--- Assigned task ---
All of the entries need to be written out again, exactly as they are.

--- Records supplied ---
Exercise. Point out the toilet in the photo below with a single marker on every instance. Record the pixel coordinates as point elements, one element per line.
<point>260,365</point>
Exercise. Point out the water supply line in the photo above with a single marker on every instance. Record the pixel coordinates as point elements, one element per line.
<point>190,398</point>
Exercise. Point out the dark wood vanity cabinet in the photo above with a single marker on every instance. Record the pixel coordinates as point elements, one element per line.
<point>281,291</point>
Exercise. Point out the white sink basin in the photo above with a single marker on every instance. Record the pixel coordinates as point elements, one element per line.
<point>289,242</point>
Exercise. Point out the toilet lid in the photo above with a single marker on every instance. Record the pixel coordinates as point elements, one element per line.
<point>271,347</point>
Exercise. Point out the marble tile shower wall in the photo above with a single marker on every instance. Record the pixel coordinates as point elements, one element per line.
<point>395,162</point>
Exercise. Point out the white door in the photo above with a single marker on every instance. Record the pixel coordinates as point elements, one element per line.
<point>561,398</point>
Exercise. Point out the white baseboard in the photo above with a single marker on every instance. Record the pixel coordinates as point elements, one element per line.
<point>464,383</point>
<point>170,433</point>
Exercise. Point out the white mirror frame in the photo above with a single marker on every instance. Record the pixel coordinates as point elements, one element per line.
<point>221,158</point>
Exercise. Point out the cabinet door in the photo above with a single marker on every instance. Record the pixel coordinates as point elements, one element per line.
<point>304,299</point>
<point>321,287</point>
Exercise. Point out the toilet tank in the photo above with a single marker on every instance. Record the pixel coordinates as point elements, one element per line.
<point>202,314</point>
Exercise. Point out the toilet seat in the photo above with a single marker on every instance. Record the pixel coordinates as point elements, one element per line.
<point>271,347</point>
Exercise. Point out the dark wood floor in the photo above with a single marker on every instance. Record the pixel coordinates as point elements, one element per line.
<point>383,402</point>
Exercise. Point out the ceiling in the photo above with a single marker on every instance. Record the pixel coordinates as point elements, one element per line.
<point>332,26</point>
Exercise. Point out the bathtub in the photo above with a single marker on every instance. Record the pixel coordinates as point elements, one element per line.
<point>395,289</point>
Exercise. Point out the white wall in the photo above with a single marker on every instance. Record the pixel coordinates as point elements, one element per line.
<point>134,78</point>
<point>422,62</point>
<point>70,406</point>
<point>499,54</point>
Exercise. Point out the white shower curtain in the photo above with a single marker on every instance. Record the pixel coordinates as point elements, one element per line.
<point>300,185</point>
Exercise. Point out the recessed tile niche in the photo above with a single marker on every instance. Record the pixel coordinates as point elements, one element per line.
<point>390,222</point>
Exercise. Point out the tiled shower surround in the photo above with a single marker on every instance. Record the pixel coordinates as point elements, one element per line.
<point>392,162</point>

--- Solved problem ---
Exercise. Point out the toilet in the photo below with a single marker on every instance. Record the pixel coordinates as point elements, one element per line.
<point>260,365</point>
Exercise. Point out the water supply line in the photo above with a single marker on every instance. Record the pixel coordinates as point elements, one element per line.
<point>190,398</point>
Exercise. Point out the dark wood vanity cabinet in the photo above with a single marker on every instance. Record the pixel coordinates as point elements, one element per line.
<point>281,291</point>
Exercise. Point out the white sink basin in the photo above with a single marker on every instance. Record the pixel coordinates as point elements, one element per line.
<point>289,242</point>
Exercise. Point out the toilet lid in the photo above with a single marker on every instance. Record the pixel coordinates as point elements, one element per line.
<point>271,347</point>
Exercise. Point out the marble tile shower wall in the photo above with a single marker on every instance. Record the pixel coordinates as point elements, one element per line.
<point>395,162</point>
Exercise. Point out the white door in the photo above with a single marker on every instance. Record the pixel coordinates as point elements, one element per line.
<point>561,398</point>
Exercise. Point out the white baseboard in the photo above with a single marker on every instance. Record the pixel coordinates as point elements, one element per line.
<point>464,383</point>
<point>170,433</point>
Exercise. Point out the white mirror frame in the photo above with a single marker on every instance. Record the pixel coordinates as point elements, one element per line.
<point>221,158</point>
Exercise. Point out the cabinet door in the photo above with a single marker on every instance. Record the pixel coordinates as point elements, one element per line.
<point>304,299</point>
<point>321,287</point>
Exercise. Point out the toilet tank in the photo above with a single marker on every instance. Record the pixel coordinates as point elements, one element per line.
<point>202,314</point>
Exercise. Point out the toilet seat in the photo above with a single marker on every instance. Record the pixel coordinates as point elements, one element per line.
<point>271,347</point>
Exercise. Point out the dark wood floor in the photo above with a single marker on every instance. Record the pixel coordinates as point elements, one element per line.
<point>383,402</point>
Exercise. Point out the ceiling in the photo above with a single marker on every instance. Record the pixel coordinates as point elements, one element per line.
<point>332,26</point>
Exercise. Point out the bathtub in the photo above with a single marker on every instance. Record the pixel coordinates as point elements, one element per line.
<point>395,289</point>
Exercise. Point out the white wall in the photo above with a single marker on every instance. Record the pixel coordinates as point elements, one element per line.
<point>134,78</point>
<point>422,62</point>
<point>70,406</point>
<point>499,54</point>
Exercise. Point out the white shower curtain in the photo above with a single marker on every instance. Record the pixel coordinates as point elements, one element per line.
<point>300,185</point>
Exercise. Point out the recessed tile niche in the photo above with a single marker on every instance. Record the pixel coordinates as point elements, one element per line.
<point>390,222</point>
Exercise. Point out the tiled shower surround in the photo above with a single marker on every instance. Record the pixel coordinates as point elements, one element per line.
<point>392,162</point>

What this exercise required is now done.